Return each line of the entries that holds the string "query".
========================
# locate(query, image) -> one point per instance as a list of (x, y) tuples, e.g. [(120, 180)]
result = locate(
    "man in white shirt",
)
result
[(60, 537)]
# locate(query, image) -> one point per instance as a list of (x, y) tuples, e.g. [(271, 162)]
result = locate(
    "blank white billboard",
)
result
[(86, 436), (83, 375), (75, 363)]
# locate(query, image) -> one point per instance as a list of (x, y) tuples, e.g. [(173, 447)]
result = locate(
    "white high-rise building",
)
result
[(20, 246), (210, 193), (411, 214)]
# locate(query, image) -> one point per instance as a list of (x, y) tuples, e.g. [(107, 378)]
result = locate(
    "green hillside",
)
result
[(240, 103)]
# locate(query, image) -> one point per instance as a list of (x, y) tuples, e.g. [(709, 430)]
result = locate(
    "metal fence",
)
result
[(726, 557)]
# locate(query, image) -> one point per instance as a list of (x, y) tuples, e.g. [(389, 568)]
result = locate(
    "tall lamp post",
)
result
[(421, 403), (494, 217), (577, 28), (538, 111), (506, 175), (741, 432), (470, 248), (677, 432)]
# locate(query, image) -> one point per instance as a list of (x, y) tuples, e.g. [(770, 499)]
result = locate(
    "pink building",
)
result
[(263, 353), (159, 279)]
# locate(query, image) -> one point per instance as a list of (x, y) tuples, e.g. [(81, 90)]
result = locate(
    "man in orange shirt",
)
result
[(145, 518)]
========================
● Task output:
# locate(query, image) -> one point per instance as a list of (x, y) tuples, e.g. [(120, 180)]
# locate(query, image) -> one point per instance as a list of (x, y) tuples, e.g. [(271, 162)]
# locate(query, image) -> one point per instance as a list of (x, y) tuples, e.g. [(173, 447)]
# locate(query, image) -> one point per instance as a list of (x, y) tuples, e.g. [(107, 378)]
# locate(query, image) -> one point per instance as a list of (x, y) tuples, e.g. [(709, 430)]
# locate(query, image) -> one point per instance as a list of (x, y) tuples, e.g. [(389, 568)]
# locate(query, image) -> one point per instance as a list of (x, y) tuples, e.g. [(770, 499)]
# locate(query, image) -> one point per instance as a list of (x, y) tuples, e.g. [(81, 90)]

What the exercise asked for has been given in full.